Source passage:
--- begin ---

Real Estate Investing

The Millennial Rental Tidal Wave

By February 21, 2017April 2nd, 2019No Comments

Have you seen this recent article in Business Insider?

The Salary You Need To Earn to Buy a Home Right Now in 23 of the Most Expensive Housing Markets in America

Talk about depressing!

The list starts with #23 : Salt Lake City. According to Business Insider, you need an income of $51,572 to afford a $282,100 (on average) house in Salt Lake City.

#20 : Reno, Nevada requires an income of $56,435

#13 : Denver / $69,763

#11 : Washington D.C. / $70,256

#8 : Seattle / $77,386

#6 : Los Angeles / $92,030

#3 is Orange County, California, where my wife grew up.

You’d have to be in the top 10% of all earners (making $136,234) to be able to afford a house in Orange County. Their average home prices are a whopping $745,234.

As expensive as that is, San Francisco and San Jose, California cost even more.

--- end ---

Work to do:
a: Please translate this sentence from the housing-costs post into Spanish: "You’d have to be in the top 10% of all earners (making $136,234) to be able to afford a house in Orange County."
b: In the housing-costs post, what income does Reno, Nevada require?
c: Carry on writing the housing-costs post from its final sentence.

Supplied material:
--- begin ---

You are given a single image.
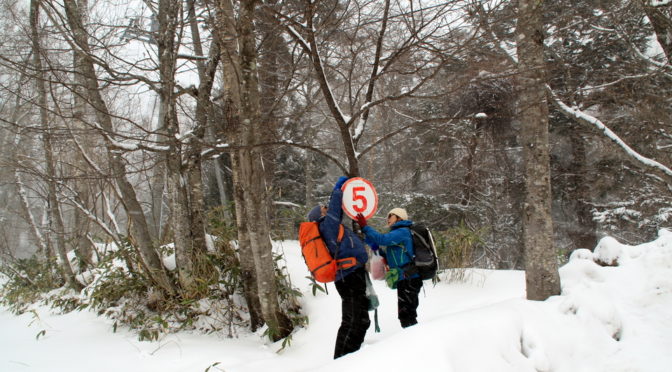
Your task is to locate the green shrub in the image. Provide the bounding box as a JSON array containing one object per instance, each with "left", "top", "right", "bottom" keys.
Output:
[
  {"left": 434, "top": 222, "right": 485, "bottom": 281},
  {"left": 0, "top": 256, "right": 63, "bottom": 315}
]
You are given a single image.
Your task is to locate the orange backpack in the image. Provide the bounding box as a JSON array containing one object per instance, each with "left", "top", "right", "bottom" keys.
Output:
[{"left": 299, "top": 222, "right": 357, "bottom": 283}]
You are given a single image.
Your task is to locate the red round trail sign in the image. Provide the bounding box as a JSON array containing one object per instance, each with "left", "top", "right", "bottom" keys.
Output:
[{"left": 341, "top": 177, "right": 378, "bottom": 219}]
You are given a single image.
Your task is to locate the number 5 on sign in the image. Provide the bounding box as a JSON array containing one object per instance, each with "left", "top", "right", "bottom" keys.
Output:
[{"left": 341, "top": 177, "right": 378, "bottom": 219}]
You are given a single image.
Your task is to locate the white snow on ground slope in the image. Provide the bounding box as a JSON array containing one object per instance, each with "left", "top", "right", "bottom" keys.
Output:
[{"left": 0, "top": 230, "right": 672, "bottom": 372}]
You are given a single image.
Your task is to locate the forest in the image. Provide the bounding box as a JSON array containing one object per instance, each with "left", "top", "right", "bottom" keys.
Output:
[{"left": 0, "top": 0, "right": 672, "bottom": 340}]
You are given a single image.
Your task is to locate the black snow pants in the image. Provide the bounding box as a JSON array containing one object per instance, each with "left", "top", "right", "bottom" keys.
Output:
[
  {"left": 334, "top": 267, "right": 371, "bottom": 359},
  {"left": 397, "top": 278, "right": 422, "bottom": 328}
]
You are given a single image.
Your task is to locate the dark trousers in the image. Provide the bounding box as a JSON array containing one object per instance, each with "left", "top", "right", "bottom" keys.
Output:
[
  {"left": 397, "top": 278, "right": 422, "bottom": 328},
  {"left": 334, "top": 267, "right": 371, "bottom": 359}
]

--- end ---

Results by task:
a: Tendrías que estar en el 10 % de quienes más ganan (con ingresos de $136,234) para poder permitirte una casa en Orange County.

b: $56,435

c:
With numbers like that, is it any wonder why Millennials (those born in the 1980’s and 1990’s) rent apartments in such high numbers? This may be the first generation in some time to have it worse than their parents did.

Contrast the cost of buying a home with the income that the Millennials actually make. For that information, let’s look at another Business Insider article and its salary map:



Here’s How Much Millennials Are Earning Annually Across The US

It’s clear to see that, for Millennials, we have a home affordability problem in this country.

The Millennials are facing some significant headwinds. Consider these facts:

  • The median income for 25 -34 year olds in 2000 was $35,000. By 2014 that number had declined more than 10% to $31,000.
  • Housing prices are up 80% – 100% in that same period.
  • Millennials can’t afford the 20% down payment it takes to buy a home as 70% of them have less than $1,000 in savings.
  • Millennials have the lowest credit scores of all generations averaging just 625. This falls well below the necessary FICO score to obtain most loans.
  • Millennials are taking on more debt with the number of students borrowing for college rising by 66% between 2005 and 2012. And the size of that debt has risen 49% during that same period.

To see the impact of college debt on the Millennial’s ability to own a home, consider the following graph from Money Boss.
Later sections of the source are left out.